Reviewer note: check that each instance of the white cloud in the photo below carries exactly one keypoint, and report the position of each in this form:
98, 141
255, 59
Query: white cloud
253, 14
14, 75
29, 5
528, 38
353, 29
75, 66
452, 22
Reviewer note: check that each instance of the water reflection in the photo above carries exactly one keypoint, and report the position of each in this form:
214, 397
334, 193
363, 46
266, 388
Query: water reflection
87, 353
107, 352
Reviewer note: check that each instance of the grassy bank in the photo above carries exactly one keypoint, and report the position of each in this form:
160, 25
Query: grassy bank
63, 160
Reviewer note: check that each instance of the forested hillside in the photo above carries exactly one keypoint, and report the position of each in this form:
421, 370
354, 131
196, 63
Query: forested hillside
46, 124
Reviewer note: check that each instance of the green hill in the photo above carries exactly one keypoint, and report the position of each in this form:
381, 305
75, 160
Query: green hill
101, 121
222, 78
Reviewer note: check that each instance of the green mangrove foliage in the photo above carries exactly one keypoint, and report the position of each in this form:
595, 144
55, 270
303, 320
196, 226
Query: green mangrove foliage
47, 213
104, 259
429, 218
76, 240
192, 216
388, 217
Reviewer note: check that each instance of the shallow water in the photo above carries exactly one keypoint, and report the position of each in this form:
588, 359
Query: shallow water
-.-.-
_Brief:_ Rewrite every line of the data above as a Markdown table with the columns Row and Data line, numbering the lines in order and omitting blank lines.

_Solution to this task:_
| Row | Data line |
|---|---|
| 1 | Reviewer note: check that each instance of the white cloud in the photo below carries exactly one keypoint, and report the position of each in this form: |
| 2 | 98, 141 |
| 3 | 255, 59 |
| 4 | Query: white cloud |
| 5 | 253, 14 |
| 6 | 14, 75 |
| 7 | 29, 5 |
| 8 | 528, 38 |
| 9 | 353, 29 |
| 10 | 75, 66 |
| 11 | 452, 22 |
| 12 | Reviewer note: check that each instance of the water reflection in the photo above carries exactly one keypoint, and report the position of each in this form: |
| 13 | 214, 397 |
| 14 | 334, 193 |
| 15 | 363, 46 |
| 16 | 266, 388 |
| 17 | Query: water reflection |
| 18 | 87, 353 |
| 19 | 107, 352 |
| 20 | Reviewer note: check that each instance of the grassy bank in the photo above carries exactly one keypoint, and report the position of each in this form: |
| 21 | 160, 25 |
| 22 | Query: grassy bank |
| 23 | 63, 160 |
| 24 | Reviewer note: check that each instance of the forested hillside in the photo above carries exactly one keypoint, and report the position of each in this form: |
| 25 | 421, 370 |
| 26 | 354, 131 |
| 27 | 196, 63 |
| 28 | Query: forested hillside |
| 29 | 46, 124 |
| 30 | Reviewer note: check that each instance of the green hill in the photo above carries exactly one keypoint, and report the position of each in this form: |
| 31 | 381, 305 |
| 32 | 75, 160 |
| 33 | Query: green hill |
| 34 | 101, 121 |
| 35 | 222, 78 |
| 36 | Reviewer note: check that each instance of the green mangrove foliage in the photo above carries exactly one keypoint, and report the position of each in this form: |
| 37 | 595, 144 |
| 38 | 55, 270 |
| 39 | 303, 320 |
| 40 | 196, 226 |
| 41 | Query: green mangrove foliage |
| 42 | 47, 213 |
| 43 | 104, 259 |
| 44 | 429, 218 |
| 45 | 76, 240 |
| 46 | 192, 216 |
| 47 | 388, 217 |
| 48 | Reviewer note: check that each instance of the shallow water in the photo above carries exactly one keypoint, and report the position of each in this form: |
| 49 | 588, 359 |
| 50 | Query: shallow water |